| WORK REQUIRED |
Extract all data as written.

§

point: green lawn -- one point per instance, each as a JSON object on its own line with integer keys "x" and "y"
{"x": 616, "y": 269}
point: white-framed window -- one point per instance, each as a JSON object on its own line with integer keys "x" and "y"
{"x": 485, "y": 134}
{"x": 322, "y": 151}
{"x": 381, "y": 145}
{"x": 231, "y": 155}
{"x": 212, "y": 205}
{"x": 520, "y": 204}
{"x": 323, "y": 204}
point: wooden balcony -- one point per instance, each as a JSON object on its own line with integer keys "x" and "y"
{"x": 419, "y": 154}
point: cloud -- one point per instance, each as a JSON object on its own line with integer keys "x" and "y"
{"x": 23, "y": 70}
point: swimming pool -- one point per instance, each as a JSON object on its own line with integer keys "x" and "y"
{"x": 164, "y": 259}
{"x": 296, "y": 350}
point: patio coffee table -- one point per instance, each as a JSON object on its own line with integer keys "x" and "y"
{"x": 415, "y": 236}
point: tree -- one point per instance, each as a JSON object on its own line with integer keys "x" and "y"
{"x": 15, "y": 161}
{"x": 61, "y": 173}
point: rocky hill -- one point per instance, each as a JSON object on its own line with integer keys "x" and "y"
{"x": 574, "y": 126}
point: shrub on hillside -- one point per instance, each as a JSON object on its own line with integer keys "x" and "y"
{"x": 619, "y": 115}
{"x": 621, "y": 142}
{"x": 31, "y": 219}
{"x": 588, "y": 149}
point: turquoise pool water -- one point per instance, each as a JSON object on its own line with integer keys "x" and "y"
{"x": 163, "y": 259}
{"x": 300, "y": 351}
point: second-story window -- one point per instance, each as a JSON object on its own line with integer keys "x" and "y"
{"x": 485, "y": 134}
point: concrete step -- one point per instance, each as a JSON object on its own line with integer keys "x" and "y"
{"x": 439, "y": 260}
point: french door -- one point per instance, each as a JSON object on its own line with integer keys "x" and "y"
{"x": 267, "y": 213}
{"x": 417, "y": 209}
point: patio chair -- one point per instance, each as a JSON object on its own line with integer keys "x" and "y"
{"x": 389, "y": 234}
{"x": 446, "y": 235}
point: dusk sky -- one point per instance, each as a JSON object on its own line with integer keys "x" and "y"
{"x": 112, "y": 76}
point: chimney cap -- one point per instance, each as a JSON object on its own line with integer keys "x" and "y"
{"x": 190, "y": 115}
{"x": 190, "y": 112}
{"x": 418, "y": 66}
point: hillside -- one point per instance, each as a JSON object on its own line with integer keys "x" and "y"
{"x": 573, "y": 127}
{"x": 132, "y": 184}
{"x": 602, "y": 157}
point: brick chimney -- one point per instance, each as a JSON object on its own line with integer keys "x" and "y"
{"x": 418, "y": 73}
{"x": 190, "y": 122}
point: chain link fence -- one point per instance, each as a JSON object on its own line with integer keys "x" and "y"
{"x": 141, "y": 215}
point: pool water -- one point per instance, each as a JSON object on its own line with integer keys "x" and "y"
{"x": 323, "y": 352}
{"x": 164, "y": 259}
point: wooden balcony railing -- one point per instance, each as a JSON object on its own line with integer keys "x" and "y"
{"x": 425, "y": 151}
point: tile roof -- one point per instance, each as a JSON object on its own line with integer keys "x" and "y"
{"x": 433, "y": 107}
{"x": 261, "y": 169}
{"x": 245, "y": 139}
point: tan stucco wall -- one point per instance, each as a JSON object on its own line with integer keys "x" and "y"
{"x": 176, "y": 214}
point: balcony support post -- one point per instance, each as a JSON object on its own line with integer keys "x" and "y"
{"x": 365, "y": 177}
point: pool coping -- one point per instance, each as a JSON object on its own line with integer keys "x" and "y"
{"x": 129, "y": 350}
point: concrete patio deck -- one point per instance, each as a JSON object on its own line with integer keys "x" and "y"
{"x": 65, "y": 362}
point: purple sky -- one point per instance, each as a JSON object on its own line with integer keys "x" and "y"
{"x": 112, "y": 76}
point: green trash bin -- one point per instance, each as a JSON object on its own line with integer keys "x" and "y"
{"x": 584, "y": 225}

§

| OUTPUT FOR THIS TASK |
point: green lawn -- one point per instance, each as a JSON object on its own line with integer keys "x" and "y"
{"x": 616, "y": 269}
point: white-framed window -- one point per instance, each as a JSON object on its own line with integer keys "x" and "y"
{"x": 485, "y": 134}
{"x": 322, "y": 151}
{"x": 381, "y": 145}
{"x": 231, "y": 155}
{"x": 212, "y": 205}
{"x": 520, "y": 204}
{"x": 323, "y": 204}
point: wooden balcony -- one point per instance, each as a JSON object on its own line with integer keys "x" and "y"
{"x": 419, "y": 154}
point: cloud -- one point per instance, each as a JSON object on its own line with integer keys "x" and "y"
{"x": 23, "y": 70}
point: swimming pool -- one point per instance, each as a JSON object on its own line with integer keys "x" and "y"
{"x": 164, "y": 259}
{"x": 296, "y": 350}
point: patio coffee table -- one point per instance, each as a JSON object on its own line with integer keys "x" and "y"
{"x": 415, "y": 236}
point: tree -- one point per instance, each as a JSON object on its own line with integer keys "x" and "y"
{"x": 15, "y": 161}
{"x": 61, "y": 173}
point: rocky hill -- one point per instance, each as a JSON object on its own line with integer keys "x" and "y"
{"x": 574, "y": 126}
point: shrub on hillside -- one point per instance, each as a JSON object on its own line with integer keys "x" and "y"
{"x": 619, "y": 115}
{"x": 621, "y": 142}
{"x": 31, "y": 219}
{"x": 588, "y": 149}
point: turquoise pool water -- one point per instance, each as a JSON object on its own line with integer keys "x" and "y"
{"x": 163, "y": 259}
{"x": 300, "y": 351}
point: second-story window -- one point per instance, each as a JSON object on its own line with integer keys "x" and "y"
{"x": 485, "y": 134}
point: concrete step -- one point per instance, each as a JSON object on its own line with integer keys "x" and "y"
{"x": 439, "y": 260}
point: french door -- one point per instance, each as a JSON object on its own line with integer keys "x" and "y"
{"x": 267, "y": 213}
{"x": 417, "y": 209}
point: patio chair -- one point per instance, each as a JSON object on its own line with integer keys "x" and "y"
{"x": 389, "y": 234}
{"x": 446, "y": 235}
point: dusk sky -- one point per instance, each as a JSON object on its own line with integer keys "x" and "y"
{"x": 112, "y": 76}
point: chimney cap -- one point per instance, each as a JSON object on its own line with integer keys "x" and "y"
{"x": 190, "y": 115}
{"x": 190, "y": 112}
{"x": 418, "y": 66}
point: hillside -- one point per instance, each as a JSON object on its own line with integer keys "x" and "y"
{"x": 573, "y": 127}
{"x": 132, "y": 184}
{"x": 602, "y": 157}
point: brick chimney -- one point per instance, each as a JSON object on its own line with integer keys "x" and "y"
{"x": 418, "y": 73}
{"x": 190, "y": 122}
point: chain link fence -- one point per instance, each as a JSON object on its own line with integer keys "x" and "y"
{"x": 141, "y": 215}
point: pool water -- one point per instance, each as a JSON object on its own line with integer keys "x" and "y"
{"x": 323, "y": 352}
{"x": 164, "y": 259}
point: wooden balcony railing -- one point per instance, each as a JSON object on its own line with integer keys "x" and "y"
{"x": 425, "y": 151}
point: tile roof -- one point per instance, each as a JSON object on its own line with integer keys "x" and "y"
{"x": 433, "y": 107}
{"x": 261, "y": 169}
{"x": 245, "y": 139}
point: tan stucco wall -- one point per instance, each as a JSON object on its own line with integer keys "x" and "y"
{"x": 176, "y": 214}
point: balcony support post -- one point per instance, each as a JSON object on its own line with integer keys "x" and "y"
{"x": 365, "y": 177}
point: pool coping -- one point per instance, each as a JSON object on its own line with integer keys "x" and "y"
{"x": 129, "y": 350}
point: concrete patio deck -- one point per instance, each as a JSON object on its own line with integer keys "x" and "y"
{"x": 65, "y": 362}
point: purple sky -- one point per instance, each as a JSON object on its own line with integer keys "x" and "y"
{"x": 112, "y": 76}
point: green trash bin -- one point per instance, each as a JSON object on its own line with integer keys "x" and "y"
{"x": 584, "y": 225}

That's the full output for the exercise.